▶ WHAT IS BEING ASKED
Pick up the time-management advice text after its final sentence and keep writing it.

▶ SOURCE DOCUMENT
= = = =
This is all of us! We are distracted by email alerts that pop up on the corner of our computer, sound notifications, a buzz on our Apple Phone to move (that is a good distraction), or a text message. We have so many distractions that interfere with our time management.
Take this advice, and when you need to get things done, turn off notifications, put your phone on airplane mode and flip it upside down, put on noise-canceling headphones, and listen to some classical music (or whatever music will keep you focused). Organize your phone apps to keep your priorities straight. Take off your Apple Watch, so you don’t get buzzed, and do not visit any social media like Twitter, Instagram, or Tic Tok for a quick distraction unless you want to lose an hour of your study time.
As much as we all want to say we are a “Jack (or Jane) of all trades,” we must remember that the rest of that phrase is “master of none.”
We all consider ourselves great multi-taskers, but the reality is we are not. Binging The Office while trying to write a paper or study does not work as well as you might think. So, here is some advice. Don’t watch Netflix and study—just study! Schedule in time for things like Instagram, YouTube, and texting your friends’ verses, fitting them in a while trying to finish a project for work or school.
I know that seems tedious, but it will help you stay focused. Plus, you will learn to be more intentional and present in your classes and relationships, which will be a blessing to you and the people who matter most to you in your life.
Keep a Running To-Do List
One of the most effective time management tips I learned is the Top Five, Next Five, Future Five list.
Here is how it works. Every day write out in your written planner (I like to use the BIS Planner or a Monk Manual) the most important five things you have to get done that day or in the coming days. These are the things that cannot be put off, they have a deadline, and it is today or tomorrow.
Once they are completed, you can turn to the Next Five things and pull them up to the First Five.
Next, write down your next five things that need to get done but have a later deadline or need the First Five to be completed to do them.
Finally, write down your Future Five, which can be dreams, future spring break plans, but things you hope to accomplish in the future. They are not something that will happen in the coming week or even month. They could be things like a paper due in three weeks, but I like to reserve at least three things to my future plans, such as reserve an Airbnb for girls’ weekend on my Future Five.
= = = =
▶ EXTRACTED RECORDS
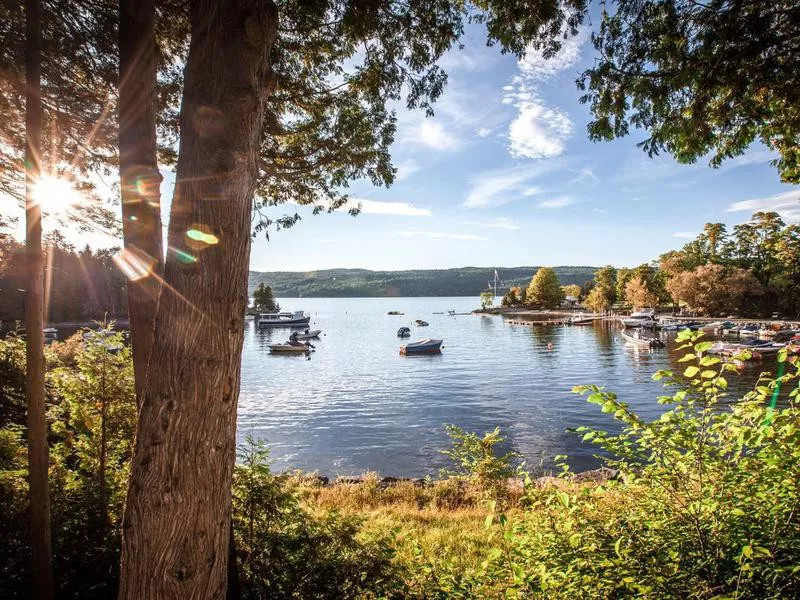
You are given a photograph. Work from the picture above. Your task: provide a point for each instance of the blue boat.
(427, 346)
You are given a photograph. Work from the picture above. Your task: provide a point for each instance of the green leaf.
(691, 371)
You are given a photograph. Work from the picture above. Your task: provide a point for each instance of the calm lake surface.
(358, 405)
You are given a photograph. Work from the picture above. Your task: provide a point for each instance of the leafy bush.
(283, 551)
(477, 460)
(706, 507)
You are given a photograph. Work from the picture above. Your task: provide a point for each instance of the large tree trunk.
(139, 176)
(176, 526)
(38, 456)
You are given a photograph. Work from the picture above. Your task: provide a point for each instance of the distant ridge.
(352, 283)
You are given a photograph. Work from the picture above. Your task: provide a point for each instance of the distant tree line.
(752, 271)
(80, 285)
(350, 283)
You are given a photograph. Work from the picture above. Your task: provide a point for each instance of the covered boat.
(296, 319)
(426, 346)
(289, 348)
(644, 317)
(650, 342)
(307, 334)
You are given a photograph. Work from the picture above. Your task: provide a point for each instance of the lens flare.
(55, 195)
(134, 265)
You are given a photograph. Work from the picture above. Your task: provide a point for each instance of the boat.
(426, 346)
(582, 319)
(640, 318)
(670, 324)
(296, 319)
(290, 348)
(306, 335)
(650, 342)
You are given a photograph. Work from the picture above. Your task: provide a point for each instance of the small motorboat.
(291, 347)
(640, 318)
(650, 342)
(307, 334)
(427, 346)
(582, 319)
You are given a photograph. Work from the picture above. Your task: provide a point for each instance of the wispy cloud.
(443, 235)
(787, 205)
(433, 134)
(400, 209)
(500, 186)
(559, 202)
(538, 130)
(406, 169)
(495, 223)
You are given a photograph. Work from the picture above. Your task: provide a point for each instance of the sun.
(55, 195)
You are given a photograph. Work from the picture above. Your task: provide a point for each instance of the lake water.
(358, 405)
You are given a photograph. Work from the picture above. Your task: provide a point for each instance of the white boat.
(296, 319)
(307, 335)
(670, 324)
(582, 319)
(290, 348)
(650, 342)
(644, 317)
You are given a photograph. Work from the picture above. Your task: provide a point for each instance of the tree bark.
(38, 455)
(139, 176)
(177, 515)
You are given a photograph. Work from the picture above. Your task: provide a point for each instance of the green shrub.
(283, 551)
(706, 507)
(477, 460)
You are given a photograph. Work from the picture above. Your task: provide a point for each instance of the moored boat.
(644, 317)
(285, 319)
(289, 348)
(582, 319)
(426, 346)
(307, 334)
(650, 342)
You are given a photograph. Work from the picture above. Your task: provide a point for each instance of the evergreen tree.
(544, 290)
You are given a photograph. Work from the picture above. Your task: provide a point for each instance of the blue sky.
(504, 175)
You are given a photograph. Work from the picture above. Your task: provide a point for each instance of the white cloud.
(787, 205)
(493, 188)
(558, 202)
(433, 134)
(442, 235)
(539, 131)
(406, 169)
(400, 209)
(495, 223)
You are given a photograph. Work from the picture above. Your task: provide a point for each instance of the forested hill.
(464, 281)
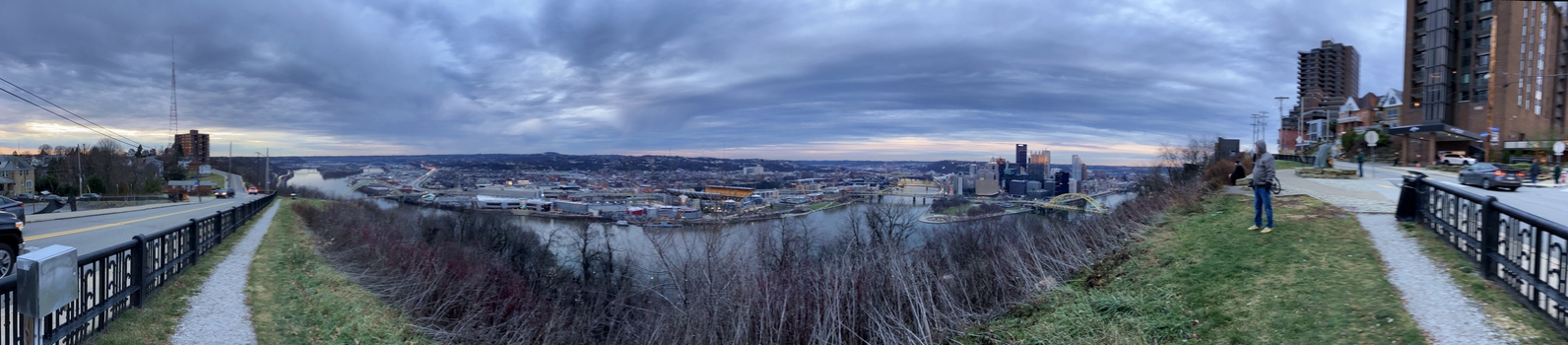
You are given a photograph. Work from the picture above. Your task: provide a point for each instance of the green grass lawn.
(296, 297)
(161, 313)
(1507, 313)
(1202, 276)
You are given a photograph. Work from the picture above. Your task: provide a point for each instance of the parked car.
(10, 242)
(1456, 159)
(1522, 159)
(1491, 175)
(15, 207)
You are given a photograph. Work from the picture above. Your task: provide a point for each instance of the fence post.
(193, 239)
(138, 270)
(1488, 238)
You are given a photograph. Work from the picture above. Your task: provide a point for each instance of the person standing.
(1361, 159)
(1535, 170)
(1263, 182)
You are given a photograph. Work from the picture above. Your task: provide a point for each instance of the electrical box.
(45, 279)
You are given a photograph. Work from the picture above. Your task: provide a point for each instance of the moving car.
(1491, 175)
(15, 207)
(1456, 159)
(10, 242)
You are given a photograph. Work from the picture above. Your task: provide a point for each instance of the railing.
(126, 275)
(1522, 251)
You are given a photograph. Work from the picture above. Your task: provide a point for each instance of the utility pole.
(1281, 121)
(80, 187)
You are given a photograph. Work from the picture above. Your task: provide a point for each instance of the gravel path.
(1430, 295)
(219, 312)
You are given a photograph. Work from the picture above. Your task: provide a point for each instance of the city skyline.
(818, 80)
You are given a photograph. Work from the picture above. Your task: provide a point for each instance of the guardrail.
(1522, 251)
(126, 275)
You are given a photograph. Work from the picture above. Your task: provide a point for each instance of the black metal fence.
(1525, 252)
(126, 275)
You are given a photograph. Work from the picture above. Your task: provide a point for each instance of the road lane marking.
(95, 228)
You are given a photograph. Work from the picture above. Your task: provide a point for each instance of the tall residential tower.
(1482, 77)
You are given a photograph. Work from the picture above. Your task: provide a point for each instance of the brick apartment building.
(195, 145)
(1327, 79)
(1482, 77)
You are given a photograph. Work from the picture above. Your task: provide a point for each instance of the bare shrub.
(482, 279)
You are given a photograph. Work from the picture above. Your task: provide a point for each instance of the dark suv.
(16, 207)
(10, 242)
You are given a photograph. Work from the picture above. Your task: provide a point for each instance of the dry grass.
(295, 297)
(1205, 278)
(1506, 312)
(161, 313)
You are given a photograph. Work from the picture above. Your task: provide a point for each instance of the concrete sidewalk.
(1430, 297)
(68, 215)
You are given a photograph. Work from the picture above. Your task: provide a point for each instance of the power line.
(41, 98)
(13, 95)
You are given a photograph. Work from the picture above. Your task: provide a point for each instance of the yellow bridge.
(1060, 203)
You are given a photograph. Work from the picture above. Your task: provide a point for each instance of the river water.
(641, 244)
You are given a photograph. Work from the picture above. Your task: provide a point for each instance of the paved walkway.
(1429, 295)
(219, 313)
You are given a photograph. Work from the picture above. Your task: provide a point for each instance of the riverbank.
(1200, 275)
(940, 218)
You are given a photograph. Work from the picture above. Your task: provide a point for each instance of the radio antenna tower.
(174, 105)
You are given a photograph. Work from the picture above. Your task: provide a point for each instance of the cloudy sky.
(789, 79)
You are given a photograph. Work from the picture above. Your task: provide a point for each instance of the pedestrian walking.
(1361, 159)
(1535, 170)
(1239, 172)
(1263, 182)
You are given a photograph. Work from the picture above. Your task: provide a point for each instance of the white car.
(1456, 159)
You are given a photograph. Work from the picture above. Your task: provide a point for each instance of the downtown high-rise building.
(1329, 71)
(1482, 77)
(1327, 77)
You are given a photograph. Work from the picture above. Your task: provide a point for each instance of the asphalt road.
(96, 233)
(1546, 203)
= = = =
▶ TASK RESPONSE
This tool keeps me focused and helps me get my tasks completed by the end of each day.
It’s OK to Say No
There will be so many invitations to be a part of a club, Bible study, sorority, party, or even a date. Discern what God is calling you to do and what you need to have time to do. You can say no to friends and various positions or volunteer opportunities. You can even say no to a date if you are not interested in the guy.
Saying no is part of your time management.
If you know you have a paper due on Monday and you need to crank it out over the weekend and still make time to go to Mass on Sunday, say no to the dinner invitation or the concert you would love to attend. Let’s face it, the Covid-19 pandemic has made this easier to navigate because the typical distractions of events are lessened, but we will return to a time when we go to parties, concerts, and movies again. So, learn now how to say no! It is a necessary skill of adulting.
Keep Your Relationship with God Central
Part of your time management should be factoring in how you will make time for your relationship with God. In the last post in this series, Freshmen Spiritual Training Program, I laid out ways to do just this. I encourage you to read it over to keep your faith in God, the most essential relationship you develop in college and your adult life.
There are a ton of time management hacks out there, but the thing is only you can make it happen. You control your schedule. Either hit snooze or wake up; either you schedule in when you work out or don’t. It’s on you and no one else, and I believe that you can and will do all things through Christ who strengthens you (Phil 4:13). Now, do it!
What time management tips do you have for collegiate students?